→ Text excerpt:
First we might explain what’s LSP. It stands for Language Server Protocol, defined with JSON-RPC messages, between the editor and the language server. It was orginally developed by Microsoft for Visual Studio, which purpose is to support auto-completion, finding symbol’s definition, to show early error markers, etc., inside the editor. Therefore, lsp-mode is an Emacs mode that communicates with different language servers in LSP and operates in Emacs accordingly.

In order to support the auto-completion use-case lsp-mode uses the company-mode. This Emacs mode is capable to create a floating context menu where the editing cursor is placed.

The third part of the puzzle is, of course, the language server. There’s a language servers for different programming languages. For C & C++ there are two servers: clangd and ccls. The former uses Clang compiler, the last can use either Clang, GCC or MSVC. Along this text ccls will be used for reasons exposed later. In between, emacs-ccls leverages and extends the support of ccls in lsp-mode, though it’s not mandatory.

In short, the basic .emacs configuration, using use-package, would have these lines:


(use-package company
  :diminish
  :config (global-company-mode 1))

(use-package lsp-mode
  :diminish "L"
  :init (setq lsp-keymap-prefix "C-l"
              lsp-enable-file-watchers nil
              lsp-enable-on-type-formatting nil
              lsp-enable-snippet nil)
  :hook (c-mode-common . lsp-deferred)
  :commands (lsp lsp-deferred))

(use-package ccls
  :init (setq ccls-sem-highlight-method 'font-lock)
  :hook ((c-mode c++-mode objc-mode) . (lambda () (require 'ccls) (lsp-deferred))))

The snippet first configures company-mode. It is enabled globally because, normally, it is a nice feature to have, even in non-coding buffers, such as this very one, for writing a blog post in markdown format. Diminish mode hides or abbreviates the mode description in the Emacs’ mode line.

→ Rows:
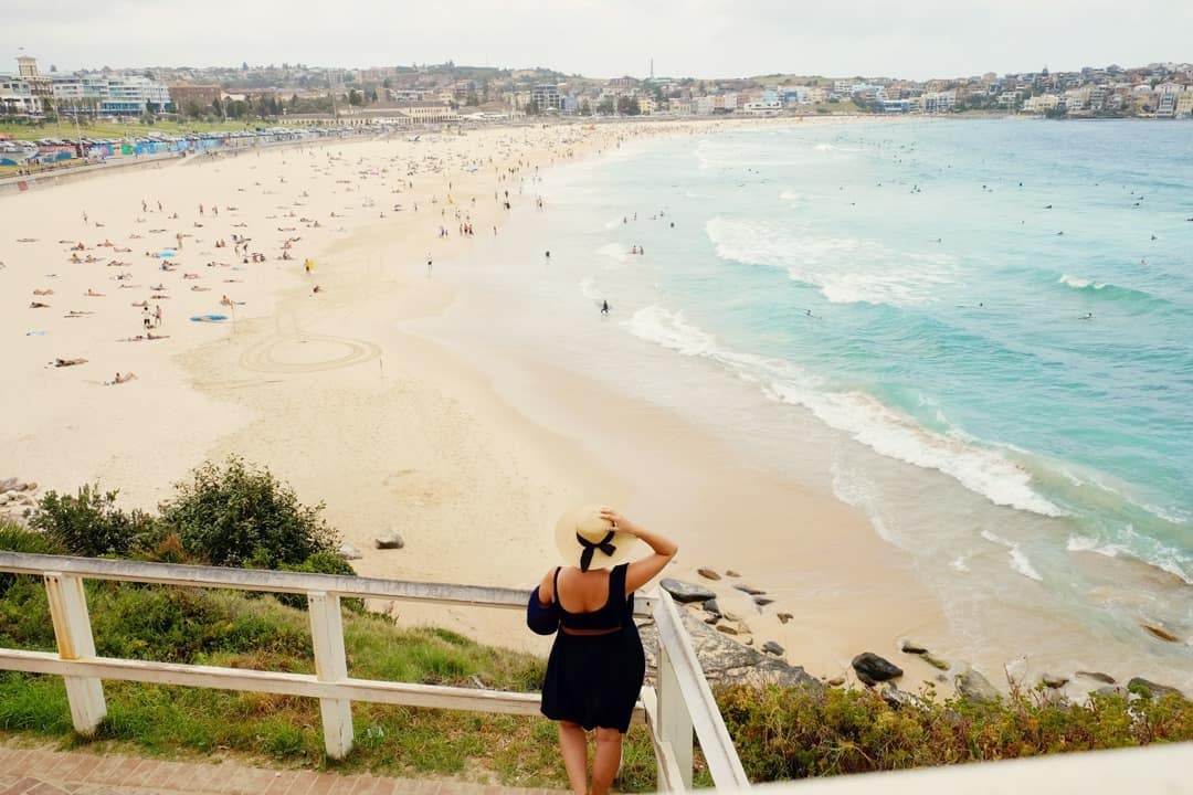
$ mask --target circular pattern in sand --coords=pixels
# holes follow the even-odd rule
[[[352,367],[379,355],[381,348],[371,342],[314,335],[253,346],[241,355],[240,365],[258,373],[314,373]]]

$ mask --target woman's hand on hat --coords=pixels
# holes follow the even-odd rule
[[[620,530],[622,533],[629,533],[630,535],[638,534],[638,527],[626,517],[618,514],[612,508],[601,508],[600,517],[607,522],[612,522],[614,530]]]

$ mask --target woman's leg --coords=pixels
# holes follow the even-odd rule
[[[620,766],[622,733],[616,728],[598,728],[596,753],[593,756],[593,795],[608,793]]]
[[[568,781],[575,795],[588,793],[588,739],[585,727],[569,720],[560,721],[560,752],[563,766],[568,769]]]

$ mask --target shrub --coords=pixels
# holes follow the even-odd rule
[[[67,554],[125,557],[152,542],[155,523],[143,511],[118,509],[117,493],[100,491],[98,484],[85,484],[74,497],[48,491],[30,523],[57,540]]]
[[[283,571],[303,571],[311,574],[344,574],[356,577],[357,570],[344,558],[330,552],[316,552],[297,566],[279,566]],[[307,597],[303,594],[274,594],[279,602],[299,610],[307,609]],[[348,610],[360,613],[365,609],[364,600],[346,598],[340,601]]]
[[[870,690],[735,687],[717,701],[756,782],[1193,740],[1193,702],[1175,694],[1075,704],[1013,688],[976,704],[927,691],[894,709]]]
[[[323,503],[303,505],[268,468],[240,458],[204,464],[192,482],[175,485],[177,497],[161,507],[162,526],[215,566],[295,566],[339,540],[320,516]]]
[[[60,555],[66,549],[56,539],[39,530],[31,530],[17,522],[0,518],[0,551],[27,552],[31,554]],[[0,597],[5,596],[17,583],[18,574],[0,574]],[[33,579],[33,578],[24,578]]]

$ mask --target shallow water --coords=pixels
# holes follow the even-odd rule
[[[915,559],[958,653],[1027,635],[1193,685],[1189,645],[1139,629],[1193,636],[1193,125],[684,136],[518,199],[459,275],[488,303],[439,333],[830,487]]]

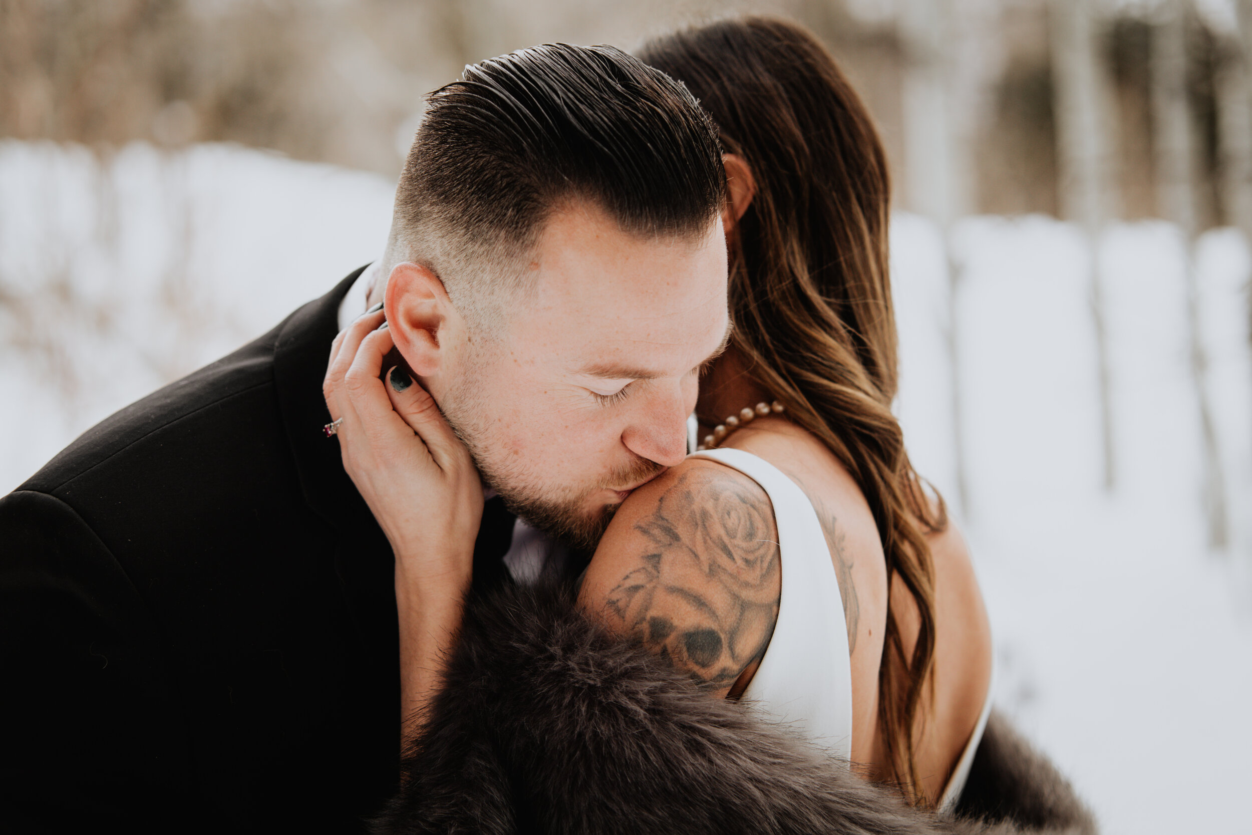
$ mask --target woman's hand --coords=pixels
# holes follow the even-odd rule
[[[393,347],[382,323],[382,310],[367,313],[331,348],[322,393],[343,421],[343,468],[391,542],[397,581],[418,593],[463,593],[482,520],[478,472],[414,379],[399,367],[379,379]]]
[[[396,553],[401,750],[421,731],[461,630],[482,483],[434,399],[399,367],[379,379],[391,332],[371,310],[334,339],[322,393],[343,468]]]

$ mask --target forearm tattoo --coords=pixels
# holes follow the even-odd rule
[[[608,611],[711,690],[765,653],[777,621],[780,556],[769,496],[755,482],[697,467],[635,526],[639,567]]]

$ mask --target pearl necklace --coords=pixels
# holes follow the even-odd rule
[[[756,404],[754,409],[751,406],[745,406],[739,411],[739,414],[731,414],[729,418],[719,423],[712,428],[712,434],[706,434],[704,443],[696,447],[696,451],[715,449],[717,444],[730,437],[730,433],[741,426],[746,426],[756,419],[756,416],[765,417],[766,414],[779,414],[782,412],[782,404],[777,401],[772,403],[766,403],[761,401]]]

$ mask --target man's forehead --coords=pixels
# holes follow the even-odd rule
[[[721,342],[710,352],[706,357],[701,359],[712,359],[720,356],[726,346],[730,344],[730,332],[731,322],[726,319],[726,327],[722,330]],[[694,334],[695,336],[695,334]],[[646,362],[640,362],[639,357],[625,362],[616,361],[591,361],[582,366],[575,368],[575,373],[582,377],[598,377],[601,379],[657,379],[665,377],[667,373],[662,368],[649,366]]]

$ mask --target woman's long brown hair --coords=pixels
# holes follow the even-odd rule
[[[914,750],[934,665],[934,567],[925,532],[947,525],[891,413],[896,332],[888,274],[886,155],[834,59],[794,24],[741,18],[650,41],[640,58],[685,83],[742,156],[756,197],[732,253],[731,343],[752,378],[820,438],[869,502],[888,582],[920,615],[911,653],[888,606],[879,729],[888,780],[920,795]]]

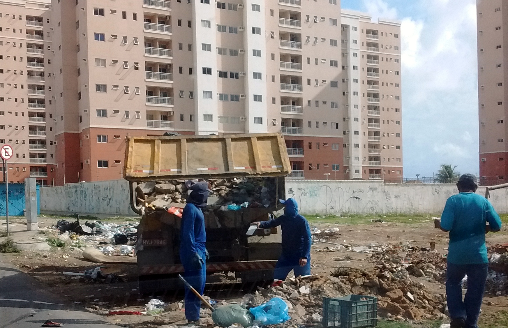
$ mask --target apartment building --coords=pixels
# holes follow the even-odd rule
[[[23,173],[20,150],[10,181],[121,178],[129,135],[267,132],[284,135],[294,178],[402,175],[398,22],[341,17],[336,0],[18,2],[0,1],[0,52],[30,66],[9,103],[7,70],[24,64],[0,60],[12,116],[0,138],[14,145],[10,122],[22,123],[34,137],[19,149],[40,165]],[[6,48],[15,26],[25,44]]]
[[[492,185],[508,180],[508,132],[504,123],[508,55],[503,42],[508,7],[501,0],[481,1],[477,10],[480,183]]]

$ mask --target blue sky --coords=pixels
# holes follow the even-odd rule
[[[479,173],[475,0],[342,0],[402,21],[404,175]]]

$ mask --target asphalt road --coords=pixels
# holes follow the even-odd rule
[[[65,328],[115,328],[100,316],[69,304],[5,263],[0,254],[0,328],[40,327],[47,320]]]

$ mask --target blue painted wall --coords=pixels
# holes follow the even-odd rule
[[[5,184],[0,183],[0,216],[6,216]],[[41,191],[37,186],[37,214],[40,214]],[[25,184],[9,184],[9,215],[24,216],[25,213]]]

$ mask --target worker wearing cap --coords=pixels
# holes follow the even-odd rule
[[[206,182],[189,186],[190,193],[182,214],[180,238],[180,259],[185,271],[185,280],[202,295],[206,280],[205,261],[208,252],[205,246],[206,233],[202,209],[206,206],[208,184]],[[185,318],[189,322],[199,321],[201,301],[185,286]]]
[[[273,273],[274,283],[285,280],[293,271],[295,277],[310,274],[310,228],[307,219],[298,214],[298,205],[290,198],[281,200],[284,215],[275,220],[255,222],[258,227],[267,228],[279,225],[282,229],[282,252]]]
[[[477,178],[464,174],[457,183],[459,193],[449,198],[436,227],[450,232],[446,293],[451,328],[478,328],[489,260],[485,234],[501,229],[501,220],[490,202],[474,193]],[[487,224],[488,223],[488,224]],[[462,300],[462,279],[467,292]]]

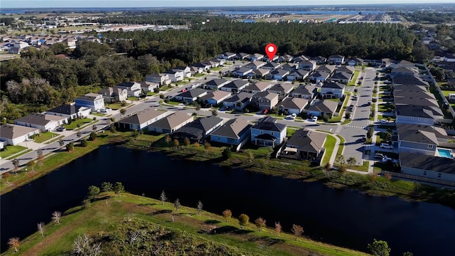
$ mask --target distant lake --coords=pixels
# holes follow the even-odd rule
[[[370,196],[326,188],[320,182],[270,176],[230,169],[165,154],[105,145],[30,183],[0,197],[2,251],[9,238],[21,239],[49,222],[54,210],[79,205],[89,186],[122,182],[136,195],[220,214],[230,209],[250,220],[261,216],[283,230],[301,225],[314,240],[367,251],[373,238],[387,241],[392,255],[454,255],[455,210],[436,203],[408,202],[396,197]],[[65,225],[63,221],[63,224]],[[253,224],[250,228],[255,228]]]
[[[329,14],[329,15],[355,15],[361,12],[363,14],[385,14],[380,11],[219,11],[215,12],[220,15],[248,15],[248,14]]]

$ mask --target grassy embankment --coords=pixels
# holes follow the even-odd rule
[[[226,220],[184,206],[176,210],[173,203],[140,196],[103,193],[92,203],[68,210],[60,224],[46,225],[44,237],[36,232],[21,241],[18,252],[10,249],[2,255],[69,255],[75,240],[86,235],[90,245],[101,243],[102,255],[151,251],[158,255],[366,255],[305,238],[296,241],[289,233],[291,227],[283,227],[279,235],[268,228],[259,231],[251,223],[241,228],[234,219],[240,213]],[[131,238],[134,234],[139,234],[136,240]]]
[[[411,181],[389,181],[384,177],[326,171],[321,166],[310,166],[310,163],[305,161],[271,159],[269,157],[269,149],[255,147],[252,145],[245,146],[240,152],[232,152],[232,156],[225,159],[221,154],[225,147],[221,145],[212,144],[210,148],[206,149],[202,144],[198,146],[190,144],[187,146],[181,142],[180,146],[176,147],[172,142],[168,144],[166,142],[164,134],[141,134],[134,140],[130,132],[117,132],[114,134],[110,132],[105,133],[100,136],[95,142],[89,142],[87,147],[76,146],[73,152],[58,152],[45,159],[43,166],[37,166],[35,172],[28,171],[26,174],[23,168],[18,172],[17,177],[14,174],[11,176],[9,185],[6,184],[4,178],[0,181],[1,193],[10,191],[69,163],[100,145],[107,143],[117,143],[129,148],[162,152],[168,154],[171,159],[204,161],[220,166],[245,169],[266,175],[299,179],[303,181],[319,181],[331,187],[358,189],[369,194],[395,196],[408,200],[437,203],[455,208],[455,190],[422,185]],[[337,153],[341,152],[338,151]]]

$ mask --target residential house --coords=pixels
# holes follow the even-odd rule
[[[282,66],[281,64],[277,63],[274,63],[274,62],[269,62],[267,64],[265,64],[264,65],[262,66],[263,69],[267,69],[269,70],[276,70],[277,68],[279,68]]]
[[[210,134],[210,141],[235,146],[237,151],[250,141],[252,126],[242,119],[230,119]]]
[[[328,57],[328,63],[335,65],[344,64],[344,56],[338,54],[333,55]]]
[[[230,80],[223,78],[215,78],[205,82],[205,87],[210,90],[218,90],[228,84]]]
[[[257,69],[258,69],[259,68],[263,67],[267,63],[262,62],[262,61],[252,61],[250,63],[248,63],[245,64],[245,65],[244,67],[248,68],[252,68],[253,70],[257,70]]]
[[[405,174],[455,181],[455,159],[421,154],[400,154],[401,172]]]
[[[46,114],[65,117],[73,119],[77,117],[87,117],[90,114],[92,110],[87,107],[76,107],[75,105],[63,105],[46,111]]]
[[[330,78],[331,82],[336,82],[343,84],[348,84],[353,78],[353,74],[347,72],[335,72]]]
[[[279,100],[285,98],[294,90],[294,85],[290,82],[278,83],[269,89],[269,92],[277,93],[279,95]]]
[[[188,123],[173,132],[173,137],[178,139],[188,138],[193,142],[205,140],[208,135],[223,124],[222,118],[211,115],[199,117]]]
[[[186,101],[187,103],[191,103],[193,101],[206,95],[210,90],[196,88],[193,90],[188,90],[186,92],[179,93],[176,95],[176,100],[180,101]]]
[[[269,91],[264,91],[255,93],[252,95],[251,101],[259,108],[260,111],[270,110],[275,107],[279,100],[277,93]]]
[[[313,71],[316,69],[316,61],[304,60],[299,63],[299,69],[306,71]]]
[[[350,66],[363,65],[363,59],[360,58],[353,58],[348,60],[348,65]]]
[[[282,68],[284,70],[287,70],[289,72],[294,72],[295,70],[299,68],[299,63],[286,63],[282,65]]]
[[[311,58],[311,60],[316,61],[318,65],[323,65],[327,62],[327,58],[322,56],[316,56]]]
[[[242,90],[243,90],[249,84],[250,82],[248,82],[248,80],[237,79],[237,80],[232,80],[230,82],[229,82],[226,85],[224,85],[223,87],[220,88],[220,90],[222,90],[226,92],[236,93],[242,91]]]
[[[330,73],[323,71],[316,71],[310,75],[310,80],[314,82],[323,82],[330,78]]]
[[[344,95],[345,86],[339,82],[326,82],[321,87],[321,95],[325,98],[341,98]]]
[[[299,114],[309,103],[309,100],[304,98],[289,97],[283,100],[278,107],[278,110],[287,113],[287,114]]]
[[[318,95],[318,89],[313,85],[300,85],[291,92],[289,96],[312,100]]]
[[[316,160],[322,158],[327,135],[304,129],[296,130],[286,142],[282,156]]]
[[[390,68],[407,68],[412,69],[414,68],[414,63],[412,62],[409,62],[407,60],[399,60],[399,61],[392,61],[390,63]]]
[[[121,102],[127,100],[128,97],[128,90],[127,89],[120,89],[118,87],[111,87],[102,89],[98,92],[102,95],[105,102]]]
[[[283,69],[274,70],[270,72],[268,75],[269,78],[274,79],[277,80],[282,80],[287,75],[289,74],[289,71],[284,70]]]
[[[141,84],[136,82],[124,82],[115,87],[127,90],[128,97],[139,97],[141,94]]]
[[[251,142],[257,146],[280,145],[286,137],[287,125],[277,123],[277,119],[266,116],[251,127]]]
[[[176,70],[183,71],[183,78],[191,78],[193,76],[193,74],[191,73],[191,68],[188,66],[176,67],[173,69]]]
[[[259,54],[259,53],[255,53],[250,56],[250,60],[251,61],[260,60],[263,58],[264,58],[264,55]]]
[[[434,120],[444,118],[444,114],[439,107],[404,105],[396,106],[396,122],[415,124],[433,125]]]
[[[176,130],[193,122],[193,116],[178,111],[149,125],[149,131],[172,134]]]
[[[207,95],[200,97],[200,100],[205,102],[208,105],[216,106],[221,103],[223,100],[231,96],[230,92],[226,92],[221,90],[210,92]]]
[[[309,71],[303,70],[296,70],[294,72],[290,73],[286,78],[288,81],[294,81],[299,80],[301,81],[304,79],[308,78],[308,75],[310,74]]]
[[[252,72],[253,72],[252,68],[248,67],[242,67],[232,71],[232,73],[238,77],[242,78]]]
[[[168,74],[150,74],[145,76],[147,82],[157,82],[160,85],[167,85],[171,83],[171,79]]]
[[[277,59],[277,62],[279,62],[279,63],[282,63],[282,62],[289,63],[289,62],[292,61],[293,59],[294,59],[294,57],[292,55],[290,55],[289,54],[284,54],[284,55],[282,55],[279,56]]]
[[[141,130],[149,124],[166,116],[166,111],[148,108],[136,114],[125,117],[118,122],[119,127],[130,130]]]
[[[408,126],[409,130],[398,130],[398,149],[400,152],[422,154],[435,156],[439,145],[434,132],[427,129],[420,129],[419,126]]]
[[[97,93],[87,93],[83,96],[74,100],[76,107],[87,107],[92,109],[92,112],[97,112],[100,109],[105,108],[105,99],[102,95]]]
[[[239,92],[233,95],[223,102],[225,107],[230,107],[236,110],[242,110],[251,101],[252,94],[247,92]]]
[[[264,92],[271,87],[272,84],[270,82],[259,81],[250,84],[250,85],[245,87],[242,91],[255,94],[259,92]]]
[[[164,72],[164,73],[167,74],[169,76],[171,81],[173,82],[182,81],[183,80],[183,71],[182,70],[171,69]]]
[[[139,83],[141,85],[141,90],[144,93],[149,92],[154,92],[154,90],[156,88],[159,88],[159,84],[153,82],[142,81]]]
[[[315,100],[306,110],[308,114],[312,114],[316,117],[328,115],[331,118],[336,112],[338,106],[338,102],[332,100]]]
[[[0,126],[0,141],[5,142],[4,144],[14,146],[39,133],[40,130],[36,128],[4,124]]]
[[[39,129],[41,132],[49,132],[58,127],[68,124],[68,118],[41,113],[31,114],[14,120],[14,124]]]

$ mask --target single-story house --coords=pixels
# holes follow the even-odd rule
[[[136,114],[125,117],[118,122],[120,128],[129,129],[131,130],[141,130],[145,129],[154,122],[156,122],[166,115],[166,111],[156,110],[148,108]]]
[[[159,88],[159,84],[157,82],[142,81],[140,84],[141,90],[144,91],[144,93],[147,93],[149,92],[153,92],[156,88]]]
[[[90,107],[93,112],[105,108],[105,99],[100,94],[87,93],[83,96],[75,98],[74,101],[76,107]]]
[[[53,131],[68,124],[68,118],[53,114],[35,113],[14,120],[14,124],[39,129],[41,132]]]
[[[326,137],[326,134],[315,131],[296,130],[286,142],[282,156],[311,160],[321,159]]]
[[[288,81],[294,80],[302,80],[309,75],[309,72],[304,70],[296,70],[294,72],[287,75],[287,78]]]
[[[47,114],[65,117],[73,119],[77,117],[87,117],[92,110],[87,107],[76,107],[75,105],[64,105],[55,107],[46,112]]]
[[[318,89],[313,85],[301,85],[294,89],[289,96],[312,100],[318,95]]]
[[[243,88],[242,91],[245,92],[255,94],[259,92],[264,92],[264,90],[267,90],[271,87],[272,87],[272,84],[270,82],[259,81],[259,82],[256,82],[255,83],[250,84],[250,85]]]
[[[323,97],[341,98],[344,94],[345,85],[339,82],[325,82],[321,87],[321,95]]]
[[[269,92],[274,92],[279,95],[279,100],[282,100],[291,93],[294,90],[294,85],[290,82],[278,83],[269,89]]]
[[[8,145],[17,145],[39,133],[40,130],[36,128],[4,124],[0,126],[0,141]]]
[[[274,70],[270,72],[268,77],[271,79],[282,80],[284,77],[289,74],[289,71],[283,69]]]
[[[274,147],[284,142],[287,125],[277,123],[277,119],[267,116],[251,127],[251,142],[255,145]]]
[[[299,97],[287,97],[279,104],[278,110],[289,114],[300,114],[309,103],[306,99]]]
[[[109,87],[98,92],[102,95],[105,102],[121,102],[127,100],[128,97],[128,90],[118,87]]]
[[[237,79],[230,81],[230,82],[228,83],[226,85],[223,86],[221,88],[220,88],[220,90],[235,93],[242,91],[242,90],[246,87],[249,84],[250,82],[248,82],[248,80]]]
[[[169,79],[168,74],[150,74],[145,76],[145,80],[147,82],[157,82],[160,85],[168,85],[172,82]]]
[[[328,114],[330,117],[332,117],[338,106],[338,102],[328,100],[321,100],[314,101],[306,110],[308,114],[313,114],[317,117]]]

→ Tasks and exercises:
a – List every variable that the Emacs lsp-mode setup text assigns with setq in its configuration snippet.
b – Carry the Emacs lsp-mode setup text forward from its last sentence, explaining the remaining parts of the configuration snippet.

→ Task-by-task answers:
a –
lsp-keymap-prefix
lsp-enable-file-watchers
lsp-enable-on-type-formatting
lsp-enable-snippet
ccls-sem-highlight-method

b –
Later comes lsp-mode. It’s big and aims to do a lot of things, basically we have to tell it to disable certain features, such as file watcher, something not viable in massive projects as WebKit; as I don’t use snippet (generic text templates), I also disable it; and finally, lsp-mode tries to format the code at typing, I don’t know how the code style is figured out, but in my experience, it’s always detected wrong, so I disabled it too. Finally, lsp-mode is launched when a text uses the c-mode-common, shared by c++-mode too. lsp-mode is launched deferred, meaning it’ll startup until the buffer is visible; this is important since we might want to delay ccls session creation until the buffer’s .dir-locals.el file is processed, where it is configured for the specific project.

And lastly, ccls-mode configuration, hooked until c-mode or c++-mode are loaded up in a deferred fashion (already explained).

It’s important to understand how ccls works in order to integrate it in our workflow of a specific project, since it might need to be configured using Emacs’ per-directory local variales.

We are living in a post-Makefile world (almost), proof of that is ccls, which instead of a makefile, it uses a compilation database, a record of the compile options used to build the files in a project. It’s commonly described in JSON and it’s generated automatically by build systems such as meson or cmake, and later consumed by ninja or ccls to execute the compilation. Bear in mind that ccls uses a cache, which can eat a couple gigabytes of disk.

Now, let’s review the concrete details of using these features with WebKit. Let me assume that WebKit local repository is cloned in ~/WebKit.

As you may know, the cool way to compile WebKit is with flatpak. Flatpak adds an indirection in the compilation process, since it’s done in an isolated environment, above the native system. As a consequence, ccls has to be the one inside the Flatpak environment. In ~/.local/bin/webkit-ccls:

#!/bin/sh
set -eu
cd $HOME/WebKit/
exec Tools/Scripts/webkit-flatpak -c ccls "$@"

Basically the scripts calls ccls inside flatpak, which is available in the SDK. And this is why ccls instead of clang, since clang is not provided.

By default ccls assumes the compilation database is in the project’s root directory, but in our case, it’s not, thus it is required to configure the database directory for our WebKit setup. For it, as we already said, a .dir-locals.el file is used.


((c-mode
  (indent-tabs-mode . nil)
  (c-basic-offset . 4))
 (c++-mode
  (indent-tabs-mode . nil)
  (c-basic-offset . 4))
 (java-mode
  (indent-tabs-mode . nil)
  (c-basic-offset . 4))
 (change-log-mode
  (indent-tabs-mode . nil))
 (nil
  (fill-column . 100)
  (ccls-executable . "/home/vjaquez/.local/bin/webkit-ccls")
  (ccls-initialization-options . (:compilationDatabaseDirectory "/app/webkit/WebKitBuild/Release"
                                  :cache (:directory ".ccls-cache")))
  (compile-command . "build-webkit --gtk --debug")))

As you can notice, ccls-execute is defined here, though it’s not a safe local variable. Also the ccls-initialization-options, which is a safe local variable. It is important to notice that the compilation database directory is a path inside flatpak, and always use the Release path. I don’t understand why, but Debug path didn’t work for me. This mean that WebKit should be compiled as Release frequently, even if we only use Debug type for coding (as you may see in my compile-command).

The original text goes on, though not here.